Transcribe the passage of the job-hunting article starting with "I’ve mentioned my" and going on through "know you’re looking.".

_Source passage_
┌────────
How to use social media to look for a job

A lot has changed since the last time I was in the market for a job. Fresh out of j-school in 2005, I gave my resume and clips to the editor of a newspaper I wanted to work for. He didn’t have any openings, but he knew someone who did: the Houston Chronicle‘s Washington bureau chief. So the no-openings editor passed my resume to the Chron editor. And guess who hired me?

Now, five years later, as I look for a D.C.-based reporting/writing/multimedia/social media position (if you smell a plug, you’re right on), that passing of the resume is still important. What’s changed is how the resume is passed. Now it’s often done digitally. And most of that digital resume-passing occurs through social media.

Knowing how to use social media effectively has become doubly helpful in the job hunt: not only do employers value social media skills, but using social media strategically can help you land the job you want, even if social media skills aren’t required.

Here’s how I’m using social media in my job hunt:

Facebook. Yes, Facebook is for fun. But my friends might also help me with my career. Since I’m a journalist, a lot of my Facebook friends are journalists or former journalists who work for organizations that might be hiring. And because of Facebook, I’ve stayed in touch with colleagues-turned-friends who I might not have kept in contact with before it was so easy.

My friends know I’m looking for a job in D.C. They know because I’ve said so in my status updates, even asked them to let me know if they hear of any openings. Asking for favors on Facebook is easy, because these people already know and like me. The key is to not inundate your friends with hiring pleas. Let them know you’re looking and then move onto something else (please, not FarmVille).

I’ve mentioned my job hunt in my status update only twice in the last six months. That was enough for a handful of friends — including a few I wouldn’t have thought to approach individually — to write me private messages with suggestions of places that are hiring or people who might be helpful to talk to. Because of Facebook, 748 people might think of me when they hear of a job opening. And since the best positions often aren’t posted on job boards, it’s important to let people know you’re looking.

In addition to pimping myself on my status updates, I use Facebook to send private messages to friends who live in D.C. and ask them to be on the lookout for openings (because not everyone checks their news feed obsessively enough to catch all of my status updates). I’m not close enough with some of these friends to e-mail them on a regular basis, but thanks to Facebook, we’re still in touch.
└────────
_Data block_
┌────────
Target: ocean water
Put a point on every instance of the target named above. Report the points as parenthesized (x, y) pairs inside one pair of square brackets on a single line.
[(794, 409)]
└────────
_Task solution_
I’ve mentioned my job hunt in my status update only twice in the last six months. That was enough for a handful of friends — including a few I wouldn’t have thought to approach individually — to write me private messages with suggestions of places that are hiring or people who might be helpful to talk to. Because of Facebook, 748 people might think of me when they hear of a job opening. And since the best positions often aren’t posted on job boards, it’s important to let people know you’re looking.